(Dataset records Opens)

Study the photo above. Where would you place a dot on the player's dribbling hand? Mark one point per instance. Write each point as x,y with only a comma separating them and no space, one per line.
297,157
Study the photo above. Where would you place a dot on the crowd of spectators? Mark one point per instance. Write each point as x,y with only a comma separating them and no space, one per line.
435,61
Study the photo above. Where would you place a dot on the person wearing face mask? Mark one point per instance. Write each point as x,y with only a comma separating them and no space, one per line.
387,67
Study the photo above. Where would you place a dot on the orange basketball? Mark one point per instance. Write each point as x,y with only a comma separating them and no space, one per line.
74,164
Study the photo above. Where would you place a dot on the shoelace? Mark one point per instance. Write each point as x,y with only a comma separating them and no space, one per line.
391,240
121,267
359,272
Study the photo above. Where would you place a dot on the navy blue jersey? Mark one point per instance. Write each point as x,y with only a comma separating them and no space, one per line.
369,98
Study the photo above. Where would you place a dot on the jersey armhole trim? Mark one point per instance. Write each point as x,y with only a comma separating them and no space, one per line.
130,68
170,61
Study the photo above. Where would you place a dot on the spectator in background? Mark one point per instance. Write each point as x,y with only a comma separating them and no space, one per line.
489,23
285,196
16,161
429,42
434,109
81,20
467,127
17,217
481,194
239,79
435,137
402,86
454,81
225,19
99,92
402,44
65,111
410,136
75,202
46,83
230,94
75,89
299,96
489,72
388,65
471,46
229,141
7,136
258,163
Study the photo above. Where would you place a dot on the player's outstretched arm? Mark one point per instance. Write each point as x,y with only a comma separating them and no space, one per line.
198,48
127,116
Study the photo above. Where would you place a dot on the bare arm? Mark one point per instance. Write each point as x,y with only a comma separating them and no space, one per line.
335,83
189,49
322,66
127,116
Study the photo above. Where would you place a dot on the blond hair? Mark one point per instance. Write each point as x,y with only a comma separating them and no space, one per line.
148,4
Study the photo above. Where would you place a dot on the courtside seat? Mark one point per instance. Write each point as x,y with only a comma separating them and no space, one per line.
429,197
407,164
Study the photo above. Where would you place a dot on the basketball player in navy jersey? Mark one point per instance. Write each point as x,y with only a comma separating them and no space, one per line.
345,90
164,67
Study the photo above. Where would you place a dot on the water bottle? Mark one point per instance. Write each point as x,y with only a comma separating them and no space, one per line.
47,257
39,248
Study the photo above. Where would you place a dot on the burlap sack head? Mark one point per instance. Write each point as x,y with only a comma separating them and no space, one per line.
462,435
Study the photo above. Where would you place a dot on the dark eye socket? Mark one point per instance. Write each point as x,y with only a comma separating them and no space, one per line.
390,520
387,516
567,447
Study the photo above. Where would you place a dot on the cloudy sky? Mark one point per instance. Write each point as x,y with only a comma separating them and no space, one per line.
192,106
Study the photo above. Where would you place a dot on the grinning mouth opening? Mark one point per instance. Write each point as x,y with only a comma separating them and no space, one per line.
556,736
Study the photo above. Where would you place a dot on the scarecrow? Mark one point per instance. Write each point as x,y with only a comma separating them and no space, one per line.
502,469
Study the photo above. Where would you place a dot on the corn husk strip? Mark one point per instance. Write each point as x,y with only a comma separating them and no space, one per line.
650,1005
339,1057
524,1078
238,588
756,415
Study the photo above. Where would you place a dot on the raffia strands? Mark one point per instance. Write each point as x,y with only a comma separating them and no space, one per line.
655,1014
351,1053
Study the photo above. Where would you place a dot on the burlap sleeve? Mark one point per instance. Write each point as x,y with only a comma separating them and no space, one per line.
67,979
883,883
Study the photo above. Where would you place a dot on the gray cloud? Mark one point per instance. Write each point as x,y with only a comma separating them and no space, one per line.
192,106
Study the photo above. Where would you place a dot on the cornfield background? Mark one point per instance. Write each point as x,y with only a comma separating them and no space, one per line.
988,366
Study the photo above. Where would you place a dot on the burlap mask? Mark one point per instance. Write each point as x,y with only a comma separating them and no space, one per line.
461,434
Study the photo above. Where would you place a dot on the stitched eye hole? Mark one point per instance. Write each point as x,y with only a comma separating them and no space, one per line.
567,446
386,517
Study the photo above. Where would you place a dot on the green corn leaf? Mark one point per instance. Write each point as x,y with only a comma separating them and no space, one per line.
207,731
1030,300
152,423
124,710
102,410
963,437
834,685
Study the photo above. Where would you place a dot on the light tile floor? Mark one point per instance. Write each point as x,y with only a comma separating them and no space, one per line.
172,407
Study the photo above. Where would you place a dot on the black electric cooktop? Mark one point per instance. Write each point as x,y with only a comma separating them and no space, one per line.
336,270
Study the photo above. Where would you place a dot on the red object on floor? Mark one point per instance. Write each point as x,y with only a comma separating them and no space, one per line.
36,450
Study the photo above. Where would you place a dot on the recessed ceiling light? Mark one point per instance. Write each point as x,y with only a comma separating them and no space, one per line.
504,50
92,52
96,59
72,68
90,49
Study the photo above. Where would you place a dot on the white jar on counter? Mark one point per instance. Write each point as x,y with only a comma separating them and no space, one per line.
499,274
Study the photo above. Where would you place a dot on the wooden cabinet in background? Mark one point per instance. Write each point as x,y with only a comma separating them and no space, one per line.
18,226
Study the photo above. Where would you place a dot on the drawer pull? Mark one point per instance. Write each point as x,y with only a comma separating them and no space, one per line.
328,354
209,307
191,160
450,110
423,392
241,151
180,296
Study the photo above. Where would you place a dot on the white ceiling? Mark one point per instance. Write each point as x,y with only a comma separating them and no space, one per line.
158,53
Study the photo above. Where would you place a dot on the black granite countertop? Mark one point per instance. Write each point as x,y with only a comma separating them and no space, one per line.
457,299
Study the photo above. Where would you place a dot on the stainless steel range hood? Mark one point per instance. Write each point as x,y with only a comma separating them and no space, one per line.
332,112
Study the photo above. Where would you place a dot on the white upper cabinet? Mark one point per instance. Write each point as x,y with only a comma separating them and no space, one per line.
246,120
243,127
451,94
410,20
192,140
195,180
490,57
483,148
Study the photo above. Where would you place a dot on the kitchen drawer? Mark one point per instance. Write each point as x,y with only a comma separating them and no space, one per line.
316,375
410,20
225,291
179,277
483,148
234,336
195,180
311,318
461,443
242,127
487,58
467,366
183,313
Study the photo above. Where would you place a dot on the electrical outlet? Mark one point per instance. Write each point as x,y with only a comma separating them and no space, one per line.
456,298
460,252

(Dataset records Closes)

▶ Description of the task: Leaving no line out, return the data above verbatim.

▶ Answer to the problem:
Study the photo above. Where would you place a dot on the player's dribbling hand? Mark one point per instance. Write each point as x,y with only a comma separating them and no space, one per line.
297,157
Study the photo above. Where would you place a dot on the crowd of spectators? Mark one point per instance. Write each point as x,y with only a comma separating them and no space, one per line.
435,61
Study the photo above. Where would you place a dot on the person wearing face mask? Mark one point per instance. Write each point as x,y with only a comma separating them and no space, one per line.
387,67
Study the photo above. Where would you place a dot on the orange basketball? Mark one point per instance. Write each point as x,y with only a comma separating them and no space, one per line.
74,164
Study the photo above. Where would you place a dot on the shoelace? Mark one point per instance. Write each point as x,y with only a comma separating them and no space, one per line.
391,240
121,267
359,272
Study the photo above. Where would you place a dot on the navy blue jersey? Mark one point per instance. Write each point as x,y with only a comma separating them and no space, one per line.
369,98
Study the photo above. Where would you place a dot on the jersey armhole trim? Mark one point per instance. Write each point as x,y with only a comma separating them and no space, one per line.
130,68
170,61
Study the photo above. Where would you place a dot on the spectator in background? Mark one point per instance. Write each point as x,y with only a comma separating them and no space, one per line.
489,23
285,196
16,161
429,42
434,109
81,20
467,127
17,217
481,194
239,79
435,137
402,86
454,81
225,19
99,92
402,44
65,111
410,136
75,202
46,83
230,94
75,89
299,96
489,72
388,65
471,46
229,141
7,136
258,163
Study the photo above. Where would you place a dot on the player's outstretched arm? Mark one point per instance. Write each point as x,y with only a comma separating them and no space, one per line.
198,48
127,116
Study the photo above. Where would you place a dot on the bare arm? Mark one point per instance. Write each point as x,y with only a comma separating them and no space, one per line.
335,83
189,49
322,66
127,116
Study the photo above. Where would you place a dot on the blond hair? Mark one point per instance. Write each point as x,y with only a comma separating them and no space, one per line.
148,4
Study the photo above. Where would you place a dot on the courtside seat? Mark one point per instance. Write each point as x,y with only a comma separating them and no space, one per line.
429,197
407,164
Study the photo above. Where would you place a dot on the basketball player in navy jersey? Mark one point per instance. Write each point as x,y with only a comma separating them and no space, one per line.
345,90
164,67
Study the photo above. Where would you place a dot on the water bottle? Mark one point per instance. Write each point as x,y with only a comma separating them and no space, one per line.
47,257
39,248
Study the photo above. Where would you place a dot on the burlap sack head? Mark one point per instance. Write each point as x,y with only a comma separating them and no space, one per line.
462,435
Study the photo above. Where would you place a dot on the dark eye socket? Mark one point per instance. Write each point as x,y with only a comma separating them and no space, one per line.
390,520
387,516
567,447
Study the photo above. Where would you place a dot on the cloudy sky? Mark one point per instance. Write each point as x,y with only a comma separating them and no space, one per line.
192,106
Study the photo above. Where would you place a dot on the grinning mouth opening? Mark one point per instance. Write each point as x,y with only a comma separating them and no space, one per line.
556,736
Study the photo above. Where would you place a dot on the scarecrow? Mark one point per instance. Write each point as x,y with only a comma separating them and no space, one per line.
502,469
Study the photo above. Where would you place a dot on the corn husk strip? Mark one point per instance. Write each point as x,y with only a comma separating them and no space, one per line.
650,1005
339,1057
524,1078
238,588
756,415
Study the photo above. Where would you place a dot on the raffia strands? Mark one point per instance. Write each point as x,y with only a comma separating them and no space, one per line.
655,1014
351,1053
Study the photo above. Where would you place a dot on the burlap sleeve? Mark one point per instance. Write each point as x,y with only a comma separating them and no space, one per line.
67,979
883,883
Study the photo above. Where would you place a dot on the gray cloud? Mark one point per instance. Write each point as x,y with only a comma separating them and no space, one per line.
192,106
Study the photo above. Where would you place a dot on the cornfield background? Mark one point per instance. Write each point as x,y with only a comma separating them and no space, one per line.
988,366
Study the photo above. Where would you place a dot on the burlap mask? Mark one point per instance. Write each point as x,y with only a comma separating them and no space, one per line.
461,434
Study the photo above. Where would you place a dot on the stitched eye hole? Mark one point per instance. Write each point as x,y with only a comma separating them and no space, one per line.
567,446
386,517
Study the photo above. Where would you place a dot on the green corn leaf? Mark one point per instance. Write each point as x,y with only a comma separating them and no space, one per line.
207,731
1030,300
152,423
124,710
102,410
963,437
834,685
Study the photo above. Where would you place a dot on the light tile floor? Mark one point per instance. Write each point as x,y with only a comma separating them and no space, one per line.
172,407
Study the photo above. Where would you place a dot on the black electric cooktop? Mark one point per instance. Write each point as x,y with only a comma separating them and no space, one per line.
336,270
Study the photo above. Where would you place a dot on the red object on floor? Mark one point per instance. Write each point as x,y with only a comma separating them and no space, one per line.
36,450
Study the photo above. Where would you place a dot on the recessed ceiling light? Mark one point per instance. Write each point as x,y with only a comma separating them and no space, one per line.
504,50
92,52
96,59
72,68
90,49
Study the photo above. Where would you place a dot on the white jar on counter? Mark one point per instance. Write each point as x,y with only a comma separating them and no space, one per line.
499,274
Study the photo above. Where would you place a dot on the wooden cabinet in background? Mark one point per instance. Write each point as x,y with only a comma separating them and no space, one per line.
18,226
Study the photo above. Where would you place a dot on the drawer pull? Mark one point per instance. Write each point as x,y with only a comma separating them and no space, one per line.
328,354
209,307
191,160
450,110
423,392
241,151
180,296
Study the photo above. Where would you place a dot on the white ceiling? Mark one point per instance. Write each point as x,y with only a comma separating them and no space, one per line.
158,53
Study the photo above. Where would you place a dot on the black granite countertop? Mark one point per instance. Write each point as x,y with only a comma separating them and no space, one per line.
457,299
Study the photo above. Where would you place a dot on the stainless steel range hood? Mark one point per instance. Write each point as x,y with only a comma separating them and no space, one per line.
332,112
Study the photo above. Where would you place a dot on the white upper cabinet? Mark one point per instance. Write each point as x,y with only a comma separating them and no space, one per line.
246,120
243,127
451,94
410,20
192,140
195,180
490,57
483,148
Study the photo above. Where would you place a dot on the kitchen drawer? Mark one point per instance. Write each point as x,y with only a comma separating them and no space, one per line.
316,375
410,20
225,291
179,277
483,148
234,336
195,180
311,318
461,443
242,127
487,58
467,366
183,313
Study the photo above. Where would you place a dot on the electrical outlet? Mark one point per instance. Write each point as x,y with only a comma separating them and no space, one per line.
456,298
460,252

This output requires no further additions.